Задание. Масштабируйте часть записей, которая начинается со строки, содержащей «Target: cloudy sky», и продолжается до конца записей, включая обе границы. Выведите только эти строки целиком, включая строки с целями, но все координаты точек в ответах умножьте на 1,8 и округлите до целых, половины округляйте вверх.

Фрагмент файла данных:
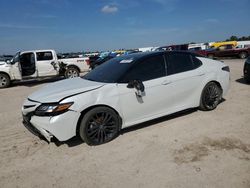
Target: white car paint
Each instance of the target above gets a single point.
(162, 96)
(44, 68)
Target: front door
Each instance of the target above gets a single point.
(16, 69)
(152, 73)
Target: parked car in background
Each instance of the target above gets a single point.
(179, 47)
(246, 70)
(105, 56)
(227, 50)
(198, 46)
(38, 64)
(125, 91)
(218, 44)
(6, 58)
(243, 44)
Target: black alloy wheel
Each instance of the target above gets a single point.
(100, 125)
(211, 96)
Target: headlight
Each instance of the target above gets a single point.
(52, 109)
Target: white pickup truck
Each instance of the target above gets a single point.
(40, 63)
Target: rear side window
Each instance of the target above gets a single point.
(44, 56)
(179, 62)
(147, 69)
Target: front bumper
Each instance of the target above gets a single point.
(63, 126)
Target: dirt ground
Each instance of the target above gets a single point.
(190, 149)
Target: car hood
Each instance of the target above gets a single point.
(57, 91)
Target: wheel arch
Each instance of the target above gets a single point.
(92, 107)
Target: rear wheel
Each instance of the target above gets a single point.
(100, 125)
(4, 80)
(243, 55)
(210, 97)
(72, 72)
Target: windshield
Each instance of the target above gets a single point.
(112, 70)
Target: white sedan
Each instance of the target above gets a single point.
(125, 91)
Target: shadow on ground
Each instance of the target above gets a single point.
(75, 141)
(242, 81)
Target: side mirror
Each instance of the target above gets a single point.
(138, 85)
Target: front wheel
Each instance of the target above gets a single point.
(72, 72)
(210, 97)
(99, 125)
(4, 80)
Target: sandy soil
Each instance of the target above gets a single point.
(191, 149)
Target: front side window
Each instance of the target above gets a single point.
(44, 56)
(147, 69)
(179, 62)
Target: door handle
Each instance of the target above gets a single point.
(166, 82)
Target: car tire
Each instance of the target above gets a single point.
(210, 97)
(4, 80)
(72, 72)
(210, 56)
(243, 55)
(99, 125)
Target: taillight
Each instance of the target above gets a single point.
(226, 68)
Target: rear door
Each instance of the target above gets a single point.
(152, 72)
(44, 63)
(184, 77)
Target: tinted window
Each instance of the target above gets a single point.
(148, 69)
(196, 62)
(179, 62)
(44, 56)
(112, 70)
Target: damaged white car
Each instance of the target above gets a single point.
(125, 91)
(37, 64)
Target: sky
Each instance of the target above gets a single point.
(91, 25)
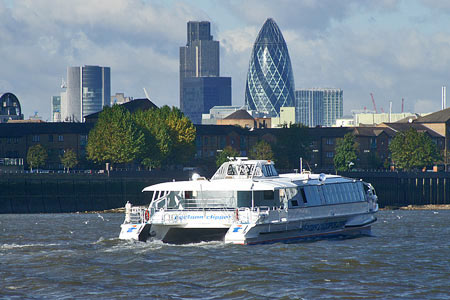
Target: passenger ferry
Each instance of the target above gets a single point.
(248, 202)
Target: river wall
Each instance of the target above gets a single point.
(59, 193)
(395, 189)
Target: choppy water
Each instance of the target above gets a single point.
(58, 256)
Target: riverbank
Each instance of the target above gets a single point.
(419, 207)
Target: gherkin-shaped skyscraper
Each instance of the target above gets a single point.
(270, 81)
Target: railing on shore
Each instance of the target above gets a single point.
(396, 189)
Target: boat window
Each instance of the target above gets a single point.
(269, 170)
(320, 190)
(360, 190)
(302, 192)
(258, 171)
(312, 194)
(268, 195)
(231, 170)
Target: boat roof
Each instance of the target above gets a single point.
(221, 185)
(249, 184)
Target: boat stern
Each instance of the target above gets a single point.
(137, 232)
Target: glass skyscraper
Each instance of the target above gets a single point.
(201, 86)
(319, 106)
(270, 81)
(88, 91)
(309, 107)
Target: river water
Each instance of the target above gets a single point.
(67, 256)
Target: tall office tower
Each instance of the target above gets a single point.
(88, 91)
(333, 106)
(318, 106)
(56, 108)
(309, 107)
(201, 86)
(270, 81)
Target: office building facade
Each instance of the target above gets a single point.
(270, 80)
(309, 107)
(333, 106)
(319, 107)
(88, 91)
(56, 108)
(9, 108)
(200, 73)
(200, 94)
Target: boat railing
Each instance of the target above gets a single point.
(135, 215)
(186, 204)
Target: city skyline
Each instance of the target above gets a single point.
(393, 49)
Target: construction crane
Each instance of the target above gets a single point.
(146, 94)
(373, 102)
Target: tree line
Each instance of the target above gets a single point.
(164, 136)
(150, 138)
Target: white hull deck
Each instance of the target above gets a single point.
(247, 202)
(260, 226)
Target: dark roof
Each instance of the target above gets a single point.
(21, 129)
(441, 116)
(220, 130)
(373, 131)
(419, 127)
(131, 106)
(408, 119)
(239, 115)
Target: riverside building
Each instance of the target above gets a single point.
(319, 106)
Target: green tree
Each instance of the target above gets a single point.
(228, 151)
(413, 150)
(292, 143)
(169, 136)
(262, 150)
(115, 137)
(36, 156)
(69, 159)
(345, 153)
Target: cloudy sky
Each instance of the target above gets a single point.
(393, 49)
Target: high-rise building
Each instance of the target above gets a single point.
(56, 108)
(201, 86)
(318, 107)
(9, 108)
(333, 106)
(88, 91)
(270, 81)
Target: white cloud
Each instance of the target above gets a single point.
(140, 41)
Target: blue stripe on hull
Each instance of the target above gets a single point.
(346, 232)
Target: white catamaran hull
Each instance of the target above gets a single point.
(269, 226)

Полный ответ.
Target: cloudy sky
Each instance of the target above gets a single point.
(707, 88)
Target: high-rise building
Each instance of the target above gets a single point.
(101, 194)
(362, 155)
(572, 193)
(16, 194)
(599, 191)
(158, 164)
(486, 146)
Target: white cloud
Each instance of the target above gets a single point.
(252, 74)
Target: blue stripe on hull
Each instance of the target above gets a single point.
(623, 418)
Target: white catamaran hull
Each instance of the target above gets a single point.
(484, 407)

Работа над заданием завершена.